» TASK BRIEF: Copy the part of the entries that opens with the line containing "If you would be willing to indicate the reflection" and runs through the end of the entries, swapping "glossy floor" for "shiny floor" and leaving everything else unchanged.

» THE INPUT:
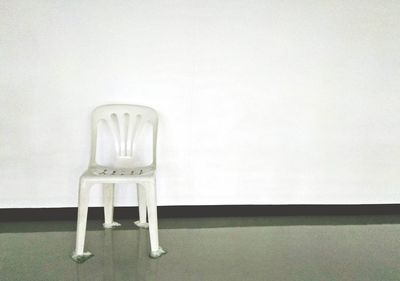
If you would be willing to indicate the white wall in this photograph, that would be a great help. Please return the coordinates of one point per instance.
(261, 102)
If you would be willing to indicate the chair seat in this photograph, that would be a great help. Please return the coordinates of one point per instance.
(106, 174)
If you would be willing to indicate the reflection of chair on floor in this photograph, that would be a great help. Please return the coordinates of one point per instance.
(139, 266)
(125, 123)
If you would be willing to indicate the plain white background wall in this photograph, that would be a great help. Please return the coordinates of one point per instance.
(260, 102)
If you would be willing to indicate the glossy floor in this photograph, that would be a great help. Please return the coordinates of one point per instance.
(264, 248)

» TASK SOLUTION:
If you would be willing to indicate the reflection of chair on floor in this photograph, that would be a great help. Please return the coordinates of one point per instance.
(139, 266)
(125, 123)
If you would be willing to indicate the plain white background wall in this photograph, that would be a great help. Please return the coordinates of one point per instance.
(260, 102)
If you would be willing to indicate the shiny floor in this photograph, that would be a great help. Please return the coordinates of one point per instance.
(264, 248)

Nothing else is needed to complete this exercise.